> [Supplied records]
══════════════════════════════

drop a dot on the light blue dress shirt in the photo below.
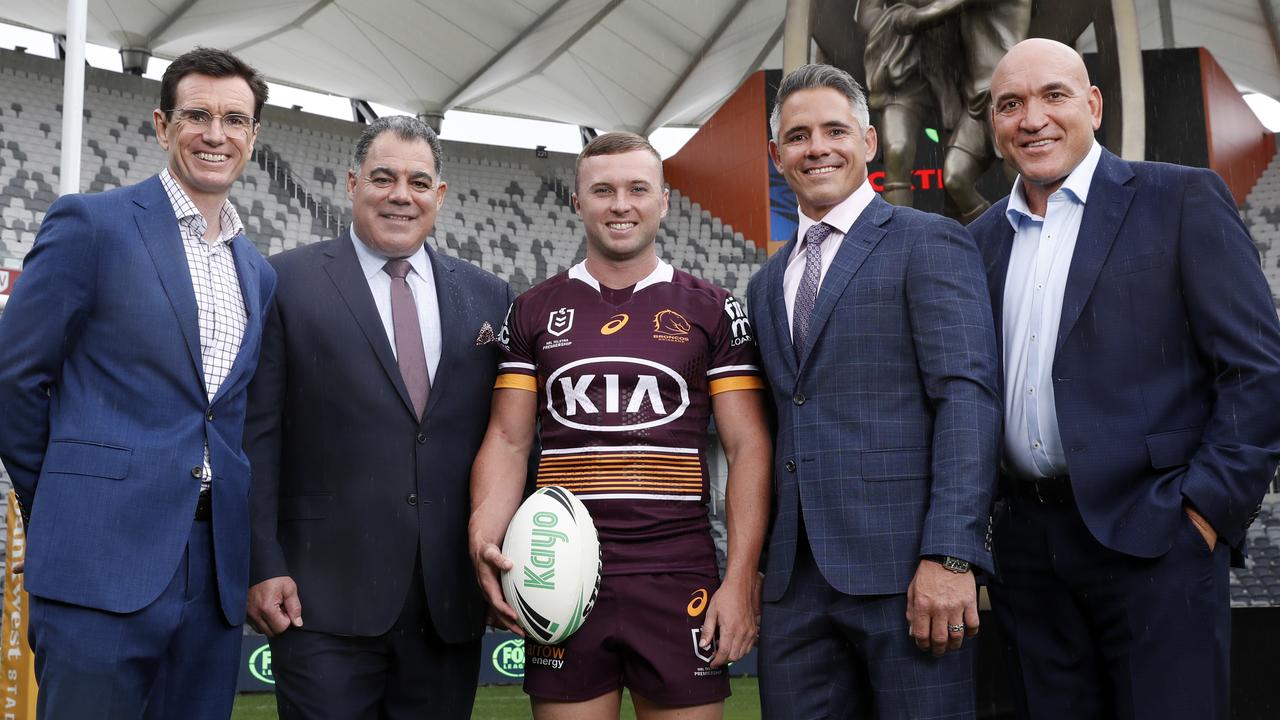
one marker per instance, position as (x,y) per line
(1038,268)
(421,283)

══════════════════════════════

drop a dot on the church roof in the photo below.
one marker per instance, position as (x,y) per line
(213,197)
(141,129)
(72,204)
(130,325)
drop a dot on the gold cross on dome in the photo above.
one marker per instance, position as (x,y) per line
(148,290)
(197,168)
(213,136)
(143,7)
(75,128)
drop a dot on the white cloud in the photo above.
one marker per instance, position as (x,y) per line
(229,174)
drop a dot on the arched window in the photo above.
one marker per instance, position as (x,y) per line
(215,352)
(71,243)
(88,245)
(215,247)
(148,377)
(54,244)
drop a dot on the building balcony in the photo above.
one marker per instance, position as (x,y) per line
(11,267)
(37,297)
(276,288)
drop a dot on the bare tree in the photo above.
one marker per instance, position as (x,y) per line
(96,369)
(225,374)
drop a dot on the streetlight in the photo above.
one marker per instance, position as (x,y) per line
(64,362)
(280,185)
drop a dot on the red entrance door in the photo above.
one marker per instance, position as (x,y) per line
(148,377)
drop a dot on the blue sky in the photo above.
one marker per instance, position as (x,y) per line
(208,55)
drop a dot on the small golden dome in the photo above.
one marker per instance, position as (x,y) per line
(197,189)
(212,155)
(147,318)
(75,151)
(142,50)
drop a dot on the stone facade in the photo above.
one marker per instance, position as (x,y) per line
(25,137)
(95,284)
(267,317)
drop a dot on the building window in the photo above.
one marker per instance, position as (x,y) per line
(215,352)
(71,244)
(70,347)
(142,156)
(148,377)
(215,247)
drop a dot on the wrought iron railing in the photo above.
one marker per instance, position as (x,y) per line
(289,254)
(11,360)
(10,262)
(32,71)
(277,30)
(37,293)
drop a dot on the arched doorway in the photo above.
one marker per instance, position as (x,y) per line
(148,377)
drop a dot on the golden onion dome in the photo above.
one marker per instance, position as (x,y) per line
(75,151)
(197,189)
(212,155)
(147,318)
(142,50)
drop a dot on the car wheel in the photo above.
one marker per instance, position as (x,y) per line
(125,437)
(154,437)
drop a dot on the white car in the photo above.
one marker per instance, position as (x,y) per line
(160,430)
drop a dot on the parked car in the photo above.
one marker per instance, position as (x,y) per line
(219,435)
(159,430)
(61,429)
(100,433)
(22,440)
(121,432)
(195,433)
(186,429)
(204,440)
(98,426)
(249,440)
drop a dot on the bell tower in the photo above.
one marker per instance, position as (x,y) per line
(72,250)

══════════════════════════════

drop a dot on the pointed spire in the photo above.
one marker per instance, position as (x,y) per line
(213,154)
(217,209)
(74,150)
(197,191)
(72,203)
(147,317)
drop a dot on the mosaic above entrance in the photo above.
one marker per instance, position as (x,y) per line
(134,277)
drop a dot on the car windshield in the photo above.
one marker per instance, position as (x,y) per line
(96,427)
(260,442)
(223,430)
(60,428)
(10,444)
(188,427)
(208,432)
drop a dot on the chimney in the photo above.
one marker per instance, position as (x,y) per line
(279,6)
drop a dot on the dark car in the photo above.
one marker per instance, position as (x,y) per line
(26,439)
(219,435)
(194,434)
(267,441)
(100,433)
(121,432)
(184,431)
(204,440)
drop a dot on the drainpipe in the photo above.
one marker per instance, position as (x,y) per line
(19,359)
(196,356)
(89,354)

══════════════════════════════

> [Written instruction]
State how many lines in the material above contain the string "dome", counting only matches in the same letter case. Give that number and nothing else.

> [Exercise solution]
3